_TASK BRIEF_: Return each line of the data below verbatim; pictures are to be left out.

Dataset entries:
━━━━━━━━━━━━━━━━━━━━
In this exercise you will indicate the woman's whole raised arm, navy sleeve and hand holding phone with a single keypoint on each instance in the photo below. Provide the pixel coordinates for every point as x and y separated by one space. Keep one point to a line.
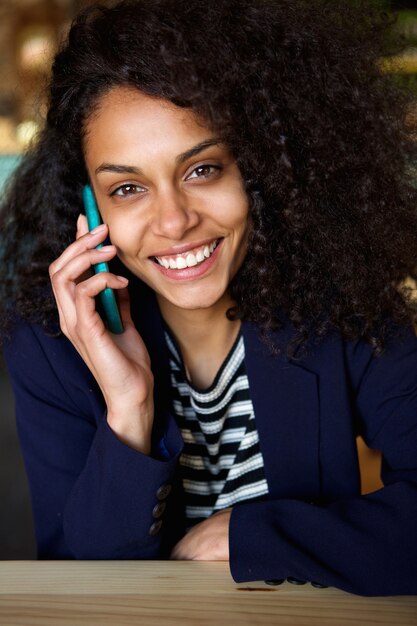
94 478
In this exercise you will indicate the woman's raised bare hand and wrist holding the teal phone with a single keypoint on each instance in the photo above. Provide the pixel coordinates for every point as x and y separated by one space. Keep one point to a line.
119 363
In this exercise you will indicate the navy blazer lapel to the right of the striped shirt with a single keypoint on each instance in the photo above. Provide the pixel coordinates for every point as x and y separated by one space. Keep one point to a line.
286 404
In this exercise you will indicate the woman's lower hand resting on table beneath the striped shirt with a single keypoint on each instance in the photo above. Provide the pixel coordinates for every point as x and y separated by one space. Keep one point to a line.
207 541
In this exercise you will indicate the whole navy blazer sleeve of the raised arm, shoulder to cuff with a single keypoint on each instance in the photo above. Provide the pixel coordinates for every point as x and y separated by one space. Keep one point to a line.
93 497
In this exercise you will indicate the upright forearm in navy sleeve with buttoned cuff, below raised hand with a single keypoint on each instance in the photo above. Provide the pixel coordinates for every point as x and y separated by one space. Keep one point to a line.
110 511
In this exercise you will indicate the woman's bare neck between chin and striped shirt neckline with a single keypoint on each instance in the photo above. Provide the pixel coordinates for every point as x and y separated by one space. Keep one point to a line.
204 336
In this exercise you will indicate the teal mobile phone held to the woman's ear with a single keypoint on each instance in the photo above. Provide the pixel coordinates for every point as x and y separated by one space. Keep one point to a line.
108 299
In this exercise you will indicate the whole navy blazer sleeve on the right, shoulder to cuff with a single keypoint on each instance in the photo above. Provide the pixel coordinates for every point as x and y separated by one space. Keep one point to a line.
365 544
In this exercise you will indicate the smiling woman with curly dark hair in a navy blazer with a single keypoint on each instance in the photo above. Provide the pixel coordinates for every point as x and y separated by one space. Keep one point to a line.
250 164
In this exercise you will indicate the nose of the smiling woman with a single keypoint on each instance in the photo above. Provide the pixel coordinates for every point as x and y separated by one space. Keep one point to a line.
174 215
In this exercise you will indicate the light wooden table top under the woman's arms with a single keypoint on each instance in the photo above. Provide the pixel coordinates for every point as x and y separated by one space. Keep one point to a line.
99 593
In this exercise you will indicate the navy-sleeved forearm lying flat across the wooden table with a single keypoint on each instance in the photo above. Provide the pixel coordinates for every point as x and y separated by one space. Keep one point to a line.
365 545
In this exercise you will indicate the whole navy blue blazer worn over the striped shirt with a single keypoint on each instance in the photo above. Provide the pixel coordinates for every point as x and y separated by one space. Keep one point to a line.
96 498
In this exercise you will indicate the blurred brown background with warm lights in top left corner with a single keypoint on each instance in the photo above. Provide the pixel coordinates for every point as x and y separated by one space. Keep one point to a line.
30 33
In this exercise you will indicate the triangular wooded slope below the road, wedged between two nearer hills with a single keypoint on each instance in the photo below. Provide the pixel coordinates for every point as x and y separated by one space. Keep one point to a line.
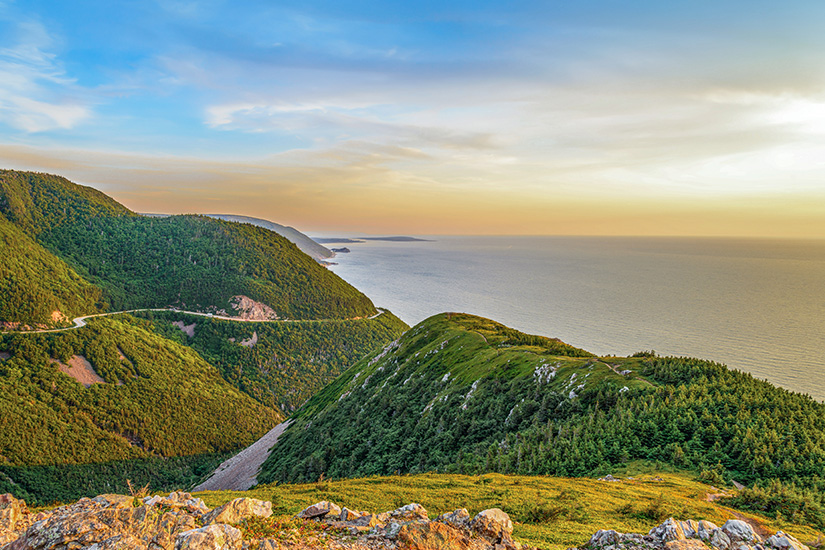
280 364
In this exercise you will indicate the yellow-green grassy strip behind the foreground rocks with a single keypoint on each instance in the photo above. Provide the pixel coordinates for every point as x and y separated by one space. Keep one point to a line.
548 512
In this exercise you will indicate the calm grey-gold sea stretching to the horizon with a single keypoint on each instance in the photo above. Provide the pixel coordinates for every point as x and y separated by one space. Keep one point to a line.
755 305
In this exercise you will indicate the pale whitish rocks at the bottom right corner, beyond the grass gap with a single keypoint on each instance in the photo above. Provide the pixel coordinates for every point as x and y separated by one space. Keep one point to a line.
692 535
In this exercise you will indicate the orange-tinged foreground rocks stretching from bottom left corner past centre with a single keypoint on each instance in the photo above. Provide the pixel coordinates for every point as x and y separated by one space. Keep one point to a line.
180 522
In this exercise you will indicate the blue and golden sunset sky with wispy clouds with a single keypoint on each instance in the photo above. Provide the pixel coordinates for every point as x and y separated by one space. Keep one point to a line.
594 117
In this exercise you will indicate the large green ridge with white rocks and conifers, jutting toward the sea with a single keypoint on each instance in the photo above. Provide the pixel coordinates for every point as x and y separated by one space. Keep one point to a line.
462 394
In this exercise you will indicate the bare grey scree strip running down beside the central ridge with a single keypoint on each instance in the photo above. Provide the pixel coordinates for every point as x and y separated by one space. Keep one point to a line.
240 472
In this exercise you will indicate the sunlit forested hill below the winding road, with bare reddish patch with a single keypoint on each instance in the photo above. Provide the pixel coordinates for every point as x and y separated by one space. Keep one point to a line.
━━━━━━━━━━━━━━━━━━━━
_SOLUTION_:
In this exercise you will indicate the woman's whole raised arm, navy sleeve and hand holding phone with a single keypoint on each instance in the photo below. Provide the pixel coordinates for every point as x and y separated by one space. Keep one point to a line.
94 478
In this exercise you will indicate the woman's raised bare hand and wrist holding the teal phone with a single keypoint on each instance in the photo above. Provide the pixel coordinates for every point as x and y separated by one space. Keep one point to a line.
119 363
In this exercise you will indicate the navy blazer lapel to the right of the striped shirt with a single keypoint on each instance in the photo above. Provide the pixel coordinates for every point as x and y separated by one space. Keep one point to a line.
286 404
In this exercise you will indicate the woman's lower hand resting on table beneath the striped shirt with a single keypoint on each instance in the photo above. Provide the pixel coordinates for every point as x and y separated by one space. Keep one point to a line.
207 541
In this exercise you will indicate the whole navy blazer sleeve of the raised arm, shoulder to cuff with a single keypoint on each instance in the photo above. Provide the pixel coordinates for every point as x and y separated by one space. Keep one point to a line.
93 497
In this exercise you will indicate the upright forearm in navy sleeve with buttoned cuff, below raised hand with a single keypoint on each instance in the photo above. Provide the pixel coordinates for every point as x and y separated by one space. Keep one point to a line.
110 511
In this exercise you will indicate the woman's bare neck between chin and striped shirt neckline with a single keypoint on each instance in the photo above. Provide the pixel coordinates for every point as x and y separated by one space. Keep one point to a line.
204 336
In this exercise you will indicate the teal mobile phone held to the woman's ear with a single keypoint on each instance in the photo above. Provide the pixel coordinates for every point as x and y separated by one space. Keep one point to a line.
108 299
In this exercise you will indicate the whole navy blazer sleeve on the right, shoulder to cuff with a single keypoint on each instance in the photo above. Provide the pixel coordinates for every point as x and y separated by one space. Keep one point to a line.
365 544
In this exercise you will indicate the smiling woman with curly dark hair in a navy blazer with a single keypoint on each instance in the photo above. Provide the pixel coordinates for every point as x and y separated by one space. Keep one point to a line.
250 164
In this exercise you will indicate the nose of the smiling woman with a single keypoint on each instance in the photo above. Provide the pixel coordinates for every point as x and y separated by one space. Keep one point to a line.
174 215
In this exercise you will indicate the light wooden table top under the woman's arms with a single keypoint on each instance in the photo above. Provide the pixel coordinates for every point as x and y separated by one space. Keep one point to a line.
99 593
In this exercise you will indicate the navy-sleeved forearm lying flat across the wooden table with a single keypoint on each instance in the photo above. Provide the pixel coordinates for every point as x and y separated by one space. Keep one point to a line.
365 545
In this exercise you will indicate the whole navy blue blazer worn over the striped shirt with a single keypoint on each instance in the photo above. Provide the pixel coordinates for every point as x and y separated by one space. Keep one point to a line.
96 498
In this exercise you will indicate the blurred brown background with warm lights in top left corner with a single keypoint on each instance in the photo above. Provide the pixel coordinates for every point as x and y separated by one space. Keep one point to a line.
30 33
In this exercise you will indicate the triangular wooded slope below the road, wedged between two nearer hills with a single keypoint on each instance in the photo below. Provide the pixel coordinates for every point as x and y separated by one space. Keep one point to a line.
280 364
In this exercise you will indicate the yellow-green grassy strip behind the foreground rocks with a single keypoint on each instance in the photo above. Provide the pixel coordinates for every point as x and y separated by one space. Keep one point to a line.
548 512
In this exercise you will indicate the calm grey-gold sea stretching to the horizon with a single keypoint on each instance in the photo above. Provide the pixel coordinates for every point as x and y separated by one space. Keep one point to a line.
755 305
In this exercise you will indicate the pale whitish rocks at the bottom right corner, beyond the grass gap with a single keypoint on each instance in the photo above. Provide the pixel coordinates for every point as x and y separated by one space. Keep one point to a line.
692 535
In this exercise you will indicate the orange-tinged foreground rocks stretching from bottom left corner past centre with a single keypoint on each instance in the photo above. Provide the pixel coordinates for every point as x and y separated by one space. Keep one point to a line.
180 522
In this exercise you will indicate the blue and golden sunset sky with wispy clouds with a single keypoint on each instance in the photo above. Provide the pixel coordinates for every point as x and y separated by one space. Keep one point to a line.
594 117
In this exercise you will indicate the large green ridge with white rocks and conifers, jutting toward the sea with a single keypoint on each instance in the photo above. Provide the pixel coordinates for every point as x and y separated by one space. Keep one point to a line.
462 394
In this exercise you will indicate the bare grey scree strip running down beside the central ridge with a single keypoint on each instance in the photo above. Provide the pixel coordinates for every point as x and y separated by one space. Keep one point to a line.
240 472
In this exercise you will indicate the sunlit forested hill below the winding road, with bare reddish patch with a single keypoint on each instance in the photo above. Provide the pixel coordinates for every point as x and y separated by one space. Keep one point to a line.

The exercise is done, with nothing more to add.